Work to be completed - Repeat only part of the entries. Start at the line that has "Exercise. Mark the white collar" and keep going through the last line, exactly as given.

Material for the task -
⁂
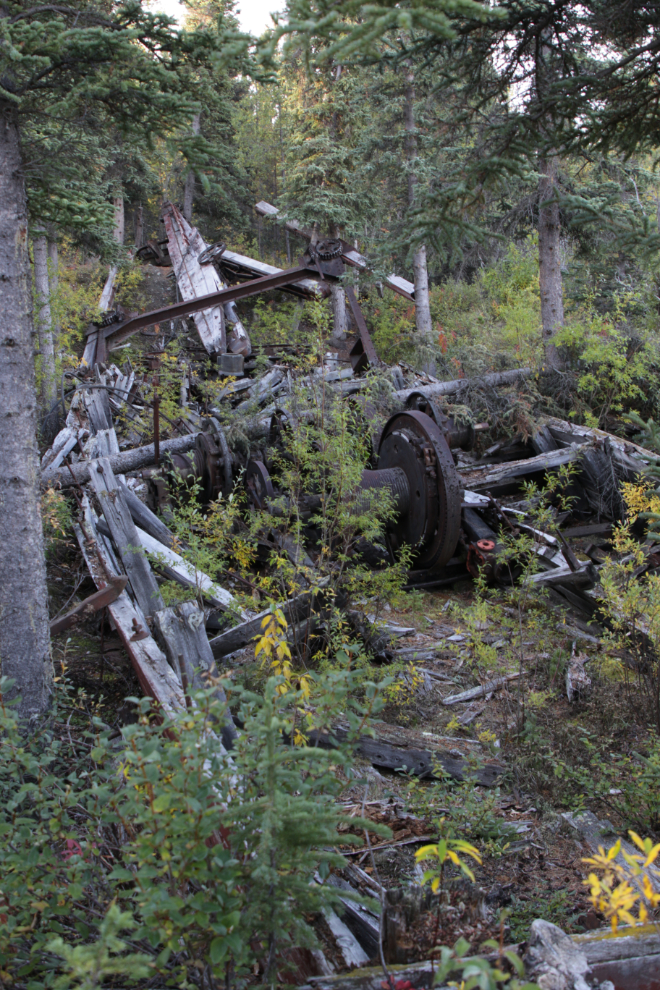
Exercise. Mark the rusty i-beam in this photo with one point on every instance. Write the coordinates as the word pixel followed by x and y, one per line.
pixel 111 336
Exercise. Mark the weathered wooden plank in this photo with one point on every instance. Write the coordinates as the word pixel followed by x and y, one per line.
pixel 156 677
pixel 147 520
pixel 62 445
pixel 177 569
pixel 349 254
pixel 183 636
pixel 98 409
pixel 128 460
pixel 125 536
pixel 306 287
pixel 480 690
pixel 421 763
pixel 185 244
pixel 242 635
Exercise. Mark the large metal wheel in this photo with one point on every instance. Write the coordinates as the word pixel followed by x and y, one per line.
pixel 431 526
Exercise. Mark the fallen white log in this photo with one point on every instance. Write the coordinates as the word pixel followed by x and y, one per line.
pixel 129 460
pixel 449 388
pixel 185 573
pixel 479 692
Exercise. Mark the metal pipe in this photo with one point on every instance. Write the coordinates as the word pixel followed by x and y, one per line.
pixel 117 332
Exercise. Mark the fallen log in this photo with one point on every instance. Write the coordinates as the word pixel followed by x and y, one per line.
pixel 480 691
pixel 176 568
pixel 420 762
pixel 449 388
pixel 585 577
pixel 181 631
pixel 156 677
pixel 295 610
pixel 512 472
pixel 147 520
pixel 89 606
pixel 129 460
pixel 125 536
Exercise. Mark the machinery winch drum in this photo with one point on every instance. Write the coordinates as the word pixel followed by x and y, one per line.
pixel 415 463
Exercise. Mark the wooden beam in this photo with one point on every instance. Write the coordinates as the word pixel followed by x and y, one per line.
pixel 124 535
pixel 156 677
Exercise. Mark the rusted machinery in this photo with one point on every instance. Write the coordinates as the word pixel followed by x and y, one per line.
pixel 414 463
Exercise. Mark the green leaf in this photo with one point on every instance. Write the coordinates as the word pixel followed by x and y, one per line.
pixel 218 950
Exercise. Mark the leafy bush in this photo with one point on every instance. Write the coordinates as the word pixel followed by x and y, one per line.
pixel 206 855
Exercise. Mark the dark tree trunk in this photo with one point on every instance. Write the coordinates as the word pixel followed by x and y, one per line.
pixel 24 635
pixel 550 280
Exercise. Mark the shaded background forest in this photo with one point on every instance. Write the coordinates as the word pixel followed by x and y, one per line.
pixel 391 149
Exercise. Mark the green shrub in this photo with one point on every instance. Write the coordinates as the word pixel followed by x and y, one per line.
pixel 206 855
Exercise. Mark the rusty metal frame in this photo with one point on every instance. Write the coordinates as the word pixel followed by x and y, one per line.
pixel 114 334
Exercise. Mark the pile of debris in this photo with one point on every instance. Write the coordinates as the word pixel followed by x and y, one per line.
pixel 453 505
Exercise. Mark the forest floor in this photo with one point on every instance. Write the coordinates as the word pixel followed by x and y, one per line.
pixel 532 858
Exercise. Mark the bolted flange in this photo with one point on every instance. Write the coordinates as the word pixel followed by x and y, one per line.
pixel 430 524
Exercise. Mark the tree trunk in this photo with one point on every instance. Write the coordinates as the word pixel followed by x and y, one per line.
pixel 550 281
pixel 139 226
pixel 44 321
pixel 24 635
pixel 420 271
pixel 53 284
pixel 340 320
pixel 189 188
pixel 118 233
pixel 422 299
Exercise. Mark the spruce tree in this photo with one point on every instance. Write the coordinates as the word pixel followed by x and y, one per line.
pixel 67 72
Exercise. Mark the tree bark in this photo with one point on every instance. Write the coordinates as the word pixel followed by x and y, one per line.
pixel 24 632
pixel 550 280
pixel 189 188
pixel 423 320
pixel 118 232
pixel 338 303
pixel 139 226
pixel 44 319
pixel 53 284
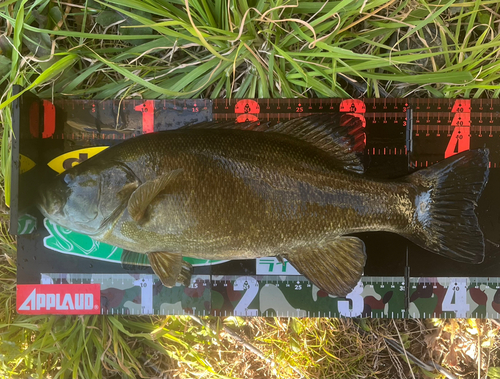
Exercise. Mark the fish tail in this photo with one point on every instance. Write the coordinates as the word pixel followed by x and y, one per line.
pixel 447 193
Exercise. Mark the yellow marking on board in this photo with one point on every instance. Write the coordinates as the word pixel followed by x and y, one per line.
pixel 68 160
pixel 26 164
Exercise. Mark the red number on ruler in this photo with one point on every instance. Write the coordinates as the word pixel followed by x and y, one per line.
pixel 352 106
pixel 460 138
pixel 49 119
pixel 247 106
pixel 148 115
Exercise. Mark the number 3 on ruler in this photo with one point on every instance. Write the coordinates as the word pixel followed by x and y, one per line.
pixel 357 302
pixel 251 285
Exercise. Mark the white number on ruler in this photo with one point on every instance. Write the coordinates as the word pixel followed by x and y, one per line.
pixel 357 302
pixel 146 284
pixel 251 286
pixel 455 299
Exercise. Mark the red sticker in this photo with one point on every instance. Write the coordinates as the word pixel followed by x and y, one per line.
pixel 63 299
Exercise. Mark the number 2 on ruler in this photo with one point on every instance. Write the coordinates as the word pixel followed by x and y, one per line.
pixel 455 299
pixel 251 285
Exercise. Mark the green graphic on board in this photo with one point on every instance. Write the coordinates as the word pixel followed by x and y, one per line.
pixel 66 241
pixel 26 224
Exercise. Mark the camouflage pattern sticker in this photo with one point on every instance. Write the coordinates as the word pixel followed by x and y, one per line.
pixel 454 297
pixel 292 296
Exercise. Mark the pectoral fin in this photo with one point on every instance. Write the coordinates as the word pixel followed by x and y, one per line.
pixel 170 268
pixel 146 192
pixel 335 267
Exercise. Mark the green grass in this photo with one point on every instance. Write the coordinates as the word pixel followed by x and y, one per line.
pixel 159 49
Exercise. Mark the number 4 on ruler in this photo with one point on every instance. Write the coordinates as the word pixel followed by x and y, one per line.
pixel 460 138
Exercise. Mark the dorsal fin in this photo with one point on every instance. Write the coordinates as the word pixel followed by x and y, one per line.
pixel 342 136
pixel 256 126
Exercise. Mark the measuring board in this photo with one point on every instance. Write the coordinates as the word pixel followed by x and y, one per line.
pixel 401 279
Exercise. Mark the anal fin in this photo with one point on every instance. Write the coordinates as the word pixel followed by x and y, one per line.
pixel 170 268
pixel 335 267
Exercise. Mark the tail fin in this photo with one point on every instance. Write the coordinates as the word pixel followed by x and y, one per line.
pixel 447 193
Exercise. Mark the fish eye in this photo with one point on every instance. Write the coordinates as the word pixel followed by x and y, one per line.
pixel 68 178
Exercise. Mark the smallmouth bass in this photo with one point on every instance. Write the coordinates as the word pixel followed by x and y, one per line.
pixel 295 190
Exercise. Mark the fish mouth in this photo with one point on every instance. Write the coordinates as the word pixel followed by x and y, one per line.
pixel 49 206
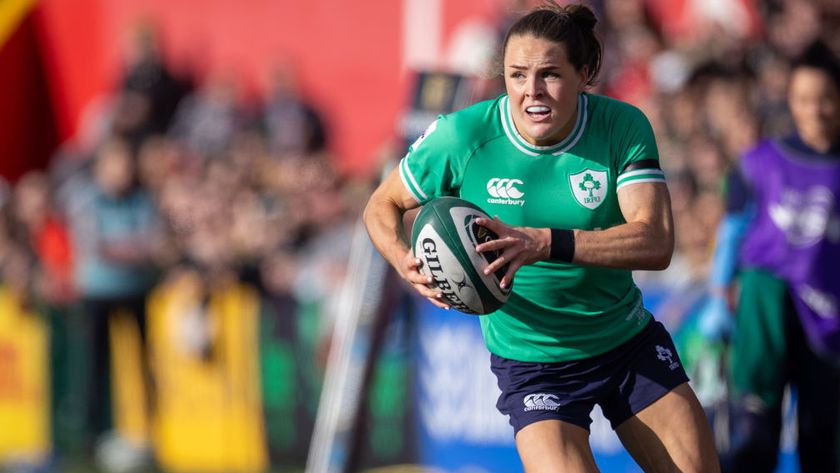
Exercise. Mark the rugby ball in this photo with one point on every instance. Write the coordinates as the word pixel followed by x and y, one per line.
pixel 444 237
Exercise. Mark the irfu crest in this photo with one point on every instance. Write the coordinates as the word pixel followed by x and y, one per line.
pixel 589 187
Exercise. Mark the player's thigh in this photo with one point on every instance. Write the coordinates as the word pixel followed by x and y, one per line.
pixel 672 434
pixel 550 446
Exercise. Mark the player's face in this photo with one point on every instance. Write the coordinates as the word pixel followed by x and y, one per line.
pixel 543 87
pixel 815 106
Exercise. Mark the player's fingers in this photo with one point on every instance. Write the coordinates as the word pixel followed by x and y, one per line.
pixel 494 224
pixel 492 245
pixel 433 295
pixel 440 302
pixel 416 277
pixel 507 279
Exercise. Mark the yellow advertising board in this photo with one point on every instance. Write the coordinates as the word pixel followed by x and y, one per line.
pixel 204 359
pixel 24 383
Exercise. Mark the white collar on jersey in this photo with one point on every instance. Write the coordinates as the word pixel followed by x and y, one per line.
pixel 534 150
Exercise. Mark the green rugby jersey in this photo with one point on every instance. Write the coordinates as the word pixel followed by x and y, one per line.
pixel 557 311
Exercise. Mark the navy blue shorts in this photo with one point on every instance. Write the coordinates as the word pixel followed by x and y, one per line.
pixel 623 381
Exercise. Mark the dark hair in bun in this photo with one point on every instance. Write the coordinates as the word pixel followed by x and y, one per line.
pixel 570 25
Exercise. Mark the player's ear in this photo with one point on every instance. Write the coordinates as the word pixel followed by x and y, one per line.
pixel 584 74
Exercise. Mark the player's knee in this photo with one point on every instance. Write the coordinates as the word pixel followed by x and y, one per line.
pixel 753 439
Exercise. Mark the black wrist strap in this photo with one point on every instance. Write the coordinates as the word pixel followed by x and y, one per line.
pixel 562 245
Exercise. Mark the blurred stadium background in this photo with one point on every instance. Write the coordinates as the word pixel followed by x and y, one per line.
pixel 184 281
⁂
Result below -
Exercise. Mark the white collar on jersey in this photo with one point on every instance. Write the coordinates as the word pixel followed by x and y, one per line.
pixel 534 150
Exercise. Mark the green rugby jersey in this photo with one point on every instance. Write the coordinates as the word pixel followed by x and y, one per line.
pixel 557 311
Exercise. Mark the navy blue shorts in this photo with one point on every instance. Write the coordinates as the word pixel followed by x and y, one per line.
pixel 623 381
Exercise. Mark the dark hair in bun in this photo with one point on every instance. Write the coordinates as the word pixel followed by x and y, one per line.
pixel 570 25
Exercise. Mark the player's ear in this photo with one point on every instance. Write the coordinates as the word pixel followed by x and y, one per line.
pixel 584 74
Exercise. Mark the player's knee in this photo with one point on every instance. Write the coordinates as the word pixel followed by x and y, one per line.
pixel 753 439
Exercise. Mark the black wrist strap in this photo with one point on every instance. Write the coordinates as the word pixel followed by x and y, one per line.
pixel 562 245
Exercise. Mark the blurred stadium background in this photo with one point on every instance. Write the coordinates as the word pixel followed by x and y, one per line.
pixel 184 281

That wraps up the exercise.